╭─ Fragmento

Una noche del pasado otoño, cuando viajé con Ruffin y la fotógrafa del Times Francine Orr, él nos habló de la frustración de no poder convencer a la gente de que necesitan ayuda, o de no lograr que las autoridades decidan intervenir. Para él, la situación es como un reloj de la muerte, dijo, y no quiso ser dramático. Ruffin estima que, desde 2008, cerca de 40 de sus asistidos han muerto, algunos en las calles, otros en hospitales o en alguna vivienda o alojamiento que él negoció para ellos.

Pero, algunas veces, también llega el éxito. En ese recorrido, Ruffin se arrodilló en Hollywood para hablar con una mujer que había estado anclada en una concurrida intersección de la zona durante 15 años. Sus esfuerzos finalmente dieron frutos; la mujer fue hospitalizada y tendrá próximamente una audiencia para una tutela legal, en la cual alguien será nombrado para abogar por ella y protegerla.

Monic Bell con su perro, Hades, en el exterior de su tienda en Hollywood. La joven, que perteneció al sistema de cuidados de crianza temporal, está sin hogar. (Francine Orr / Los Angeles Times).

Monic Bell con su perro, Hades, en el exterior de su tienda en Hollywood. La joven, que perteneció al sistema de cuidados de crianza temporal, está sin hogar. (Francine Orr / Los Angeles Times).

╰─
╭─ Material proporcionado

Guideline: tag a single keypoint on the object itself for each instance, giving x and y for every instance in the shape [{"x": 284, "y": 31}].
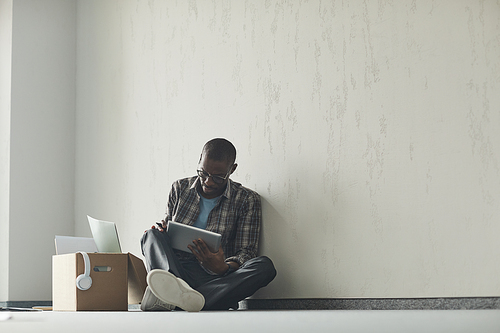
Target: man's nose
[{"x": 209, "y": 181}]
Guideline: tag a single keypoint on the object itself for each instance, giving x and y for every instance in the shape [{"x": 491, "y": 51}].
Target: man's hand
[
  {"x": 210, "y": 260},
  {"x": 161, "y": 227}
]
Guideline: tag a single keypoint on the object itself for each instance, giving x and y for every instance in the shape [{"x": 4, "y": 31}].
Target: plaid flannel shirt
[{"x": 236, "y": 216}]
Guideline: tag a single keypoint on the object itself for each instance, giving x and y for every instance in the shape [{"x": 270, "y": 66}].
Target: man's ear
[{"x": 235, "y": 165}]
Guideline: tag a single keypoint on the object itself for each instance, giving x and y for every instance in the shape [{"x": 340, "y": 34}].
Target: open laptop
[{"x": 105, "y": 236}]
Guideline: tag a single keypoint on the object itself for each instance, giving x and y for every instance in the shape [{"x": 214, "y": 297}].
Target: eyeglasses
[{"x": 216, "y": 179}]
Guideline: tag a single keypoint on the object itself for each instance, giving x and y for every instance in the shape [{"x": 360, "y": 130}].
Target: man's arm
[{"x": 247, "y": 230}]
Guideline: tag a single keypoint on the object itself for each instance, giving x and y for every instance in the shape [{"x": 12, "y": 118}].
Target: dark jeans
[{"x": 220, "y": 292}]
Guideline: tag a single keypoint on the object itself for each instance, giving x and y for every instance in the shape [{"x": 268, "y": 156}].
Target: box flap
[{"x": 136, "y": 279}]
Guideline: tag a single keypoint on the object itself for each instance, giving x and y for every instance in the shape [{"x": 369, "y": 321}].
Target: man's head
[{"x": 217, "y": 163}]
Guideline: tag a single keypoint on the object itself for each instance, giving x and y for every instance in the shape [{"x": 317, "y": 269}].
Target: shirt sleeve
[
  {"x": 172, "y": 202},
  {"x": 248, "y": 229}
]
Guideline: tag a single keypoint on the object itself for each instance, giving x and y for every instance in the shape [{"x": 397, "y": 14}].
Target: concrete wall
[
  {"x": 42, "y": 145},
  {"x": 371, "y": 130},
  {"x": 5, "y": 88}
]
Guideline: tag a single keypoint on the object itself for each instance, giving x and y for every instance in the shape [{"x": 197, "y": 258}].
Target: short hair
[{"x": 219, "y": 150}]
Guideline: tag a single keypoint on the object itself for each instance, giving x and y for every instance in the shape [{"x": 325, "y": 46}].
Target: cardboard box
[{"x": 117, "y": 280}]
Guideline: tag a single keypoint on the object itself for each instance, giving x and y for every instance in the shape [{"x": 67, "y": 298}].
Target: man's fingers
[{"x": 202, "y": 245}]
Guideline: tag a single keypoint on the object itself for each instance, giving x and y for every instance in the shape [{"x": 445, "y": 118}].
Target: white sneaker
[
  {"x": 174, "y": 291},
  {"x": 152, "y": 303}
]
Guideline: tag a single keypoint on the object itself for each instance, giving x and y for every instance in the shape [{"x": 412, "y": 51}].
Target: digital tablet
[{"x": 182, "y": 235}]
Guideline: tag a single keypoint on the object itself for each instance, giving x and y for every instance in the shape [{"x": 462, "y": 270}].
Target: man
[{"x": 203, "y": 279}]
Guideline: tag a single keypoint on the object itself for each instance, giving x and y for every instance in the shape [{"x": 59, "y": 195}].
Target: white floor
[{"x": 254, "y": 321}]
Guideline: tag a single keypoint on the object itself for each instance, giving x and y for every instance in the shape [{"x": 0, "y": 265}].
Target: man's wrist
[{"x": 230, "y": 269}]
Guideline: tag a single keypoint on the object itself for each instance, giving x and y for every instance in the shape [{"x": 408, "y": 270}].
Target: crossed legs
[{"x": 220, "y": 292}]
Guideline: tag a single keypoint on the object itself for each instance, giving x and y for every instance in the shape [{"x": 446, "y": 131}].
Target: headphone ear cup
[{"x": 84, "y": 281}]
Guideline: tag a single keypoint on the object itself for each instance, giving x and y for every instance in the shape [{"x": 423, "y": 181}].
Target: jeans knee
[{"x": 268, "y": 271}]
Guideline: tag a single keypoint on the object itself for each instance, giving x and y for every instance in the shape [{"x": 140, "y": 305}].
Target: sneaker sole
[{"x": 168, "y": 288}]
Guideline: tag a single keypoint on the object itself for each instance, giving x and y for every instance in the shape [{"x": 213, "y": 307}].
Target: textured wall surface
[{"x": 370, "y": 129}]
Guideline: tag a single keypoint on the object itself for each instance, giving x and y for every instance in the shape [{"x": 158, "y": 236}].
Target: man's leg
[
  {"x": 224, "y": 292},
  {"x": 168, "y": 281},
  {"x": 158, "y": 252}
]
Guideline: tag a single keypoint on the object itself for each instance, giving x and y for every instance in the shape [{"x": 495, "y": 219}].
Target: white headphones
[{"x": 84, "y": 281}]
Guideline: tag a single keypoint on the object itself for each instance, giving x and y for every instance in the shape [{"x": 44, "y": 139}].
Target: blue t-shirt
[{"x": 206, "y": 206}]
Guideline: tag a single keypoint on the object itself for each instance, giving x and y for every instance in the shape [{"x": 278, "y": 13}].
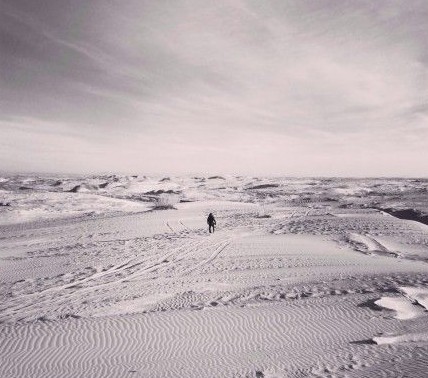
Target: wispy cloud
[{"x": 273, "y": 86}]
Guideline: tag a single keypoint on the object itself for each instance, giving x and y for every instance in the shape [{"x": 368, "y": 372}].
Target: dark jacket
[{"x": 210, "y": 219}]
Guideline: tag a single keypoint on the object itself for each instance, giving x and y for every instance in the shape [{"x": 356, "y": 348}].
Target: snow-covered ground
[{"x": 116, "y": 276}]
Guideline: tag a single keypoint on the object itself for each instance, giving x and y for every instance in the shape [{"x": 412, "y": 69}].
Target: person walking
[{"x": 211, "y": 222}]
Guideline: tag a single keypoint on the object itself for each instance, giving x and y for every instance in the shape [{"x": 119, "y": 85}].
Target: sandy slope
[{"x": 315, "y": 291}]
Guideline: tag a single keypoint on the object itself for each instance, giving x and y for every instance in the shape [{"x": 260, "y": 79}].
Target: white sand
[{"x": 314, "y": 290}]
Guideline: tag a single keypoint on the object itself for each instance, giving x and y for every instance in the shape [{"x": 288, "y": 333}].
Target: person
[{"x": 211, "y": 222}]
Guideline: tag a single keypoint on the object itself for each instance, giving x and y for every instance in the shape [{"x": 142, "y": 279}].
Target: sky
[{"x": 273, "y": 87}]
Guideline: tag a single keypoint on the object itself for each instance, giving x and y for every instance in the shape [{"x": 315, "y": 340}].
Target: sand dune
[{"x": 283, "y": 288}]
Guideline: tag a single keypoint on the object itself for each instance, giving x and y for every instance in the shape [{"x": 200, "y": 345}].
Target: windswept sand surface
[{"x": 303, "y": 278}]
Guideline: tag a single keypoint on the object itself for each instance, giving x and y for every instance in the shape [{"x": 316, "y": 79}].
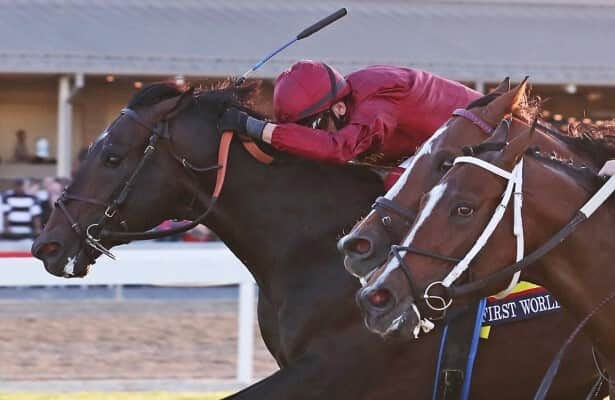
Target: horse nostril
[
  {"x": 47, "y": 249},
  {"x": 358, "y": 246},
  {"x": 380, "y": 298}
]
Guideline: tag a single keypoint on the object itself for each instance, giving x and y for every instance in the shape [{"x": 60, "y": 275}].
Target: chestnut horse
[
  {"x": 457, "y": 219},
  {"x": 282, "y": 221}
]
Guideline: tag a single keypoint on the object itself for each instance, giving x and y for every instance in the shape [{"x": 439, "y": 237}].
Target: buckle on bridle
[
  {"x": 95, "y": 242},
  {"x": 109, "y": 213},
  {"x": 443, "y": 303}
]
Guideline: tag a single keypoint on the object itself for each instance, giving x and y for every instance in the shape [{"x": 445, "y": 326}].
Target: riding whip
[{"x": 302, "y": 35}]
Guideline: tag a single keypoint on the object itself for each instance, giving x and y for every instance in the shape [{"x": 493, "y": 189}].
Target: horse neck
[
  {"x": 578, "y": 272},
  {"x": 282, "y": 221}
]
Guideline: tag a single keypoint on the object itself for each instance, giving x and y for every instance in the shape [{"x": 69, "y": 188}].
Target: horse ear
[
  {"x": 500, "y": 135},
  {"x": 167, "y": 107},
  {"x": 511, "y": 154},
  {"x": 506, "y": 104},
  {"x": 502, "y": 87}
]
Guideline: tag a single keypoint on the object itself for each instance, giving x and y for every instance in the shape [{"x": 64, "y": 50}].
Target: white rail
[{"x": 159, "y": 264}]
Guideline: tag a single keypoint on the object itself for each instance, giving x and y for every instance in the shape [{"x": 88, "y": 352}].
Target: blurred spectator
[
  {"x": 21, "y": 211},
  {"x": 41, "y": 151},
  {"x": 199, "y": 233},
  {"x": 20, "y": 153}
]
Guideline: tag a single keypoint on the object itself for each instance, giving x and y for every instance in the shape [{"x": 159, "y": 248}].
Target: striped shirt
[{"x": 19, "y": 212}]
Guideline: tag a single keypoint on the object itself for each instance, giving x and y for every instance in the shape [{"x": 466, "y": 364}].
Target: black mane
[
  {"x": 583, "y": 174},
  {"x": 154, "y": 94}
]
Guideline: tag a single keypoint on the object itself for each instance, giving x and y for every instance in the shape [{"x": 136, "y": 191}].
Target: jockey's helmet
[{"x": 306, "y": 89}]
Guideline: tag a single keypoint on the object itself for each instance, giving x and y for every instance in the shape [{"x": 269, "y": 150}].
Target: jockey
[{"x": 380, "y": 114}]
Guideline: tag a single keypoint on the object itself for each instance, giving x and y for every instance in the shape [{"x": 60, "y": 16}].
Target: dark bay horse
[
  {"x": 282, "y": 221},
  {"x": 460, "y": 208}
]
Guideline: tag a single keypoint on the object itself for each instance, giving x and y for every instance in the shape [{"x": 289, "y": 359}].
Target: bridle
[
  {"x": 383, "y": 206},
  {"x": 514, "y": 187},
  {"x": 93, "y": 234}
]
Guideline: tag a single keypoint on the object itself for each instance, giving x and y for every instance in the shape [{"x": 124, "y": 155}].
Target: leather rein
[{"x": 93, "y": 234}]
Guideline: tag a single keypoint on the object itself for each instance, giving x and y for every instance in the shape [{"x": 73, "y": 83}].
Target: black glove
[{"x": 239, "y": 121}]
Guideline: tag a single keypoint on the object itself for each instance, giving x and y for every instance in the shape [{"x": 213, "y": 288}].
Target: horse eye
[
  {"x": 112, "y": 160},
  {"x": 464, "y": 211},
  {"x": 446, "y": 165}
]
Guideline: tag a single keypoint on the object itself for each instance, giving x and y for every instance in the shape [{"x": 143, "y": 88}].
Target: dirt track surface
[{"x": 136, "y": 339}]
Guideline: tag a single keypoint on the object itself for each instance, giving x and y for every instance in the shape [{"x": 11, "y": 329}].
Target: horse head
[
  {"x": 465, "y": 229},
  {"x": 367, "y": 246}
]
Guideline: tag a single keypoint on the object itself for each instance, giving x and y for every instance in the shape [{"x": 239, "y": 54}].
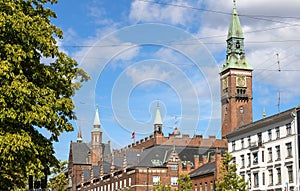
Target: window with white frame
[
  {"x": 289, "y": 149},
  {"x": 255, "y": 158},
  {"x": 174, "y": 167},
  {"x": 270, "y": 177},
  {"x": 270, "y": 134},
  {"x": 233, "y": 145},
  {"x": 270, "y": 158},
  {"x": 256, "y": 179},
  {"x": 249, "y": 141},
  {"x": 155, "y": 180},
  {"x": 174, "y": 181},
  {"x": 278, "y": 169},
  {"x": 249, "y": 159},
  {"x": 242, "y": 143},
  {"x": 277, "y": 130},
  {"x": 288, "y": 129},
  {"x": 290, "y": 173},
  {"x": 277, "y": 152},
  {"x": 242, "y": 161}
]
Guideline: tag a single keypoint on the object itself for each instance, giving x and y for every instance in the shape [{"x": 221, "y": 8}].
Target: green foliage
[
  {"x": 59, "y": 181},
  {"x": 33, "y": 94},
  {"x": 229, "y": 179},
  {"x": 185, "y": 182},
  {"x": 162, "y": 187}
]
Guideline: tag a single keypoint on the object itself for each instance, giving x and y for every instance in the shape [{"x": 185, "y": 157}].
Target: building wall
[{"x": 265, "y": 162}]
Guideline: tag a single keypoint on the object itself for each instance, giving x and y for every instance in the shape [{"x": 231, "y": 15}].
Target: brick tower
[
  {"x": 236, "y": 80},
  {"x": 96, "y": 142}
]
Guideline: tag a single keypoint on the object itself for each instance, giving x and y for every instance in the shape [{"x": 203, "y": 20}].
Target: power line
[{"x": 257, "y": 17}]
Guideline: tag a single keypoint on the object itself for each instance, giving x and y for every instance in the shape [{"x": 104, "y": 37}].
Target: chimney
[
  {"x": 196, "y": 161},
  {"x": 218, "y": 159},
  {"x": 204, "y": 159},
  {"x": 92, "y": 172}
]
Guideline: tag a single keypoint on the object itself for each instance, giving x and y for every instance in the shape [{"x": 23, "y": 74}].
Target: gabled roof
[
  {"x": 235, "y": 29},
  {"x": 80, "y": 153},
  {"x": 205, "y": 169},
  {"x": 157, "y": 156},
  {"x": 285, "y": 115}
]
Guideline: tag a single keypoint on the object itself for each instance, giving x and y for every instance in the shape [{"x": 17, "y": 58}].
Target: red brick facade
[{"x": 236, "y": 99}]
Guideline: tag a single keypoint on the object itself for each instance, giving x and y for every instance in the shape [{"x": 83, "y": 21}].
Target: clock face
[{"x": 241, "y": 81}]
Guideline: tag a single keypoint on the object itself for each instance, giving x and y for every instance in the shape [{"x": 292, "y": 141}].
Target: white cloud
[{"x": 142, "y": 11}]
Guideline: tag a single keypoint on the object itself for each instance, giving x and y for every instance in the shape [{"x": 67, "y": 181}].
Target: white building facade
[{"x": 266, "y": 152}]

╰─

Problema a resolver: Copia sin cambios del fragmento todo lo que va desde "Pero, algunas veces, también" hasta "ella y protegerla.".

Respuesta al ejercicio:
Pero, algunas veces, también llega el éxito. En ese recorrido, Ruffin se arrodilló en Hollywood para hablar con una mujer que había estado anclada en una concurrida intersección de la zona durante 15 años. Sus esfuerzos finalmente dieron frutos; la mujer fue hospitalizada y tendrá próximamente una audiencia para una tutela legal, en la cual alguien será nombrado para abogar por ella y protegerla.